#### BRONDOCUMENT

- - - -

De ééne vleesch wording des Woords (Joh. 1) wordt in de zooeven aangehaalde woorden op aperte wijze geloochend.

Het is een geheel andere Christus, dan de Christus, zooals het Woord.Gods ons Hem teekent, die hier beleden wordt, zooals ook zoo duidelijk blijkt, als Prof. B. in zijn boek „De Evangelische Boodschap" (blz. 74) het feit van de geboorte van Christus als Licht der wereld niet gebonden acht aan de wondere geboorte en het feit dat de Christelijke gemeente zich in haar geloof geleid weet door een levenden, in haar midden presenten en actieven Heer, niet gebonden acht aan Christus lichamelijke opstanding ten derden dage.

Het is een geheel andere Jezus, een geheel andere Zaligmaker dan Die God ons heeft geschonken, als Prof. B. („Het Vrijz. Prot. op den Tweesprong", blz. 90) van den historischen Jezus zegt, dat die voor ons nimmer geheel kan samenvallen met den Christus des geloofs.

Al deze dingen schokken ons op 't diepst.

Ze benauwen ons, inderdaad ze benauwen ons, als wij Kerk en Volk willen Ihouden bij Gods Woord en dus bij het Evangelie van den Christus naar het Woord, in Wien alleen de schatten def wijsheid en der kennis Gods geborgen zijn.

- - - -

#### RIJEN
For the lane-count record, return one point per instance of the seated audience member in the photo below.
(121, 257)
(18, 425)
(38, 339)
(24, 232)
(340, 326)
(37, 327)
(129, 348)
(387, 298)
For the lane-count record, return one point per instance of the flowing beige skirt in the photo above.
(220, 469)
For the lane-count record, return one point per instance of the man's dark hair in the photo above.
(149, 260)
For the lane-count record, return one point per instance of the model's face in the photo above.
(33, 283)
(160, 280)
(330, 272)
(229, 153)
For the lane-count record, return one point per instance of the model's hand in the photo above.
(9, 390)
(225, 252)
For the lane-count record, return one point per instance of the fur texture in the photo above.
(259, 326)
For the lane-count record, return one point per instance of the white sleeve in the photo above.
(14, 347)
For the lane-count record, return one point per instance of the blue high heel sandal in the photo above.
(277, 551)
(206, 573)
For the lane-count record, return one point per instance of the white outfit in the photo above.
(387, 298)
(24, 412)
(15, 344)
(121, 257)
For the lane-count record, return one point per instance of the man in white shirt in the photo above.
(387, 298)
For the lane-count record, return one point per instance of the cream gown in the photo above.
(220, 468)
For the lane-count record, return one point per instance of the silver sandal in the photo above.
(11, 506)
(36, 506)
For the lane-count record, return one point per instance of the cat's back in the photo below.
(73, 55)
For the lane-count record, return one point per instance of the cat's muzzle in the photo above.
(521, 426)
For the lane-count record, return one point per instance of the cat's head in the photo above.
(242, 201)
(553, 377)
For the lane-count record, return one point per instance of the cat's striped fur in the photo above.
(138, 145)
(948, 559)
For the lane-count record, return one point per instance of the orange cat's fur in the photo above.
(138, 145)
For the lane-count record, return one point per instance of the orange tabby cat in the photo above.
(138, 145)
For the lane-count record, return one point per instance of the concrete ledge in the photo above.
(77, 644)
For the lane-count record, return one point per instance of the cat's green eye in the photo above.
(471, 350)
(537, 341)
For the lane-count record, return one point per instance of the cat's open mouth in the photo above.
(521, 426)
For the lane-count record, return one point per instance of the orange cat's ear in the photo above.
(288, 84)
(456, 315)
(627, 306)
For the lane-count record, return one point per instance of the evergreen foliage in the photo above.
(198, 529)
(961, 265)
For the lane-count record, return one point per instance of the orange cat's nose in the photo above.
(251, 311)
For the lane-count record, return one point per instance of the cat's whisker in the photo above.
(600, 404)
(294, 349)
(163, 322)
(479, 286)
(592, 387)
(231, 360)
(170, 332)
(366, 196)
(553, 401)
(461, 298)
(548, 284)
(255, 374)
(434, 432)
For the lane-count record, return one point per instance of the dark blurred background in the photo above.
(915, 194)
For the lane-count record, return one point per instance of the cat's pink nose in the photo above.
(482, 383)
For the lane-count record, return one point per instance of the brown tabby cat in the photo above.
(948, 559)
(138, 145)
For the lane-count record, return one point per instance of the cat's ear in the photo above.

- - - -

#### OPDRACHT 1
Schrijf uit het brondocument letterlijk over vanaf "De ééne vleesch" tot en met "ten derden dage.".
#### OPDRACHT 2
Wat kan volgens Prof. B., zoals het brondocument hem aanhaalt, voor ons nimmer geheel samenvallen met de Christus des geloofs?
Baseer u uitsluitend op het brondocument.

#### ANTWOORD 1
De ééne vleesch wording des Woords (Joh. 1) wordt in de zooeven aangehaalde woorden op aperte wijze geloochend.

Het is een geheel andere Christus, dan de Christus, zooals het Woord.Gods ons Hem teekent, die hier beleden wordt, zooals ook zoo duidelijk blijkt, als Prof. B. in zijn boek „De Evangelische Boodschap" (blz. 74) het feit van de geboorte van Christus als Licht der wereld niet gebonden acht aan de wondere geboorte en het feit dat de Christelijke gemeente zich in haar geloof geleid weet door een levenden, in haar midden presenten en actieven Heer, niet gebonden acht aan Christus lichamelijke opstanding ten derden dage.

#### ANTWOORD 2
De historische Jezus.